Recently, Planned Parenthood released a statement on the Oct. 7th attacks and the broader conflict between Israel and Palestine. Their statement condemned Hamas’s attacks on civilians, and specifically condemned sexual assaults committed against Israeli women during the violence. They also noted how thousands of Palestinian women and children had been killed in Israel’s counteroffensive, stated the need for Palestinian women to maintain access to reproductive and maternal healthcare, and condemned both anti-Semitism and Islamophobia.
The social media reaction to such a balanced and empathetic statement? Furious, unrelenting anger.
The statement was quote-tweeted thousands of times by social media users outraged by the statement. Planned Parenthood was accused of spreading Israeli propaganda, ignoring Palestinian deaths and fabricating rape claims, and enabling genocide. These outraged users aren’t conservatives who always oppose Planned Parenthood—they’re progressives furious that an organization they normally support put out a statement they hated. Now there are calls to end donations and Planned Parenthood staffers are fighting with donors. Their own employees, affiliates and organizers are making public statements against them.
This outcome was predictable to anyone with even a cursory knowledge of social media dynamics. And it raises an obvious question—why release a statement at all?

• Data listing
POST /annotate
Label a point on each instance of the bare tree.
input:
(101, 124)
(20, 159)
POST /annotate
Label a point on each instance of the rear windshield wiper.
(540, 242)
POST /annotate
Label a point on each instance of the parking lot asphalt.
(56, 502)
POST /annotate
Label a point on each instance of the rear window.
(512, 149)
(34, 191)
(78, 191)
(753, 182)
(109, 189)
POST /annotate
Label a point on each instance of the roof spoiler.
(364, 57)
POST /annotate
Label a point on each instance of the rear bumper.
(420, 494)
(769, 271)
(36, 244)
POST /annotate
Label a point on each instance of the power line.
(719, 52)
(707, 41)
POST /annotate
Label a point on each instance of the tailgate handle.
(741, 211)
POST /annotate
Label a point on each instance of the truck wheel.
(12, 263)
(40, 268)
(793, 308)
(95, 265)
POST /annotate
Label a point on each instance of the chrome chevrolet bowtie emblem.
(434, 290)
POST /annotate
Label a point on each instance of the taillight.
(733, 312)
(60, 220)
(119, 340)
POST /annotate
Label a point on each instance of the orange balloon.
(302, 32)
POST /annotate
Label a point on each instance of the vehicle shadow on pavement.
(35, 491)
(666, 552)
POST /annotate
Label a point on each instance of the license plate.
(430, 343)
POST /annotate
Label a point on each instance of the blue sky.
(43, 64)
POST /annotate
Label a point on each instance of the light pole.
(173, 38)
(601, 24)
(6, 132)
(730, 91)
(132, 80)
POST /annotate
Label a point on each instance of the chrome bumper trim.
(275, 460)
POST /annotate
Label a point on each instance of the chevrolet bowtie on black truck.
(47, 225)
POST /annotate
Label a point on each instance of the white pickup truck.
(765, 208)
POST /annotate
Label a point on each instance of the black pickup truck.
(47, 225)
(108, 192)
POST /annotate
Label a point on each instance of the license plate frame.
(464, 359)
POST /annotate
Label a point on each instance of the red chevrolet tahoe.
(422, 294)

• Directives
1 – List everything the article says the Planned Parenthood statement condemned.
2 – Print the stretch of the article from "The social media" through "statements against them.".

• Per-task outputs
1 –
- Hamas's attacks on civilians
- Sexual assaults committed against Israeli women during the violence
- Anti-Semitism
- Islamophobia

2 –
The social media reaction to such a balanced and empathetic statement? Furious, unrelenting anger.
The statement was quote-tweeted thousands of times by social media users outraged by the statement. Planned Parenthood was accused of spreading Israeli propaganda, ignoring Palestinian deaths and fabricating rape claims, and enabling genocide. These outraged users aren’t conservatives who always oppose Planned Parenthood—they’re progressives furious that an organization they normally support put out a statement they hated. Now there are calls to end donations and Planned Parenthood staffers are fighting with donors. Their own employees, affiliates and organizers are making public statements against them.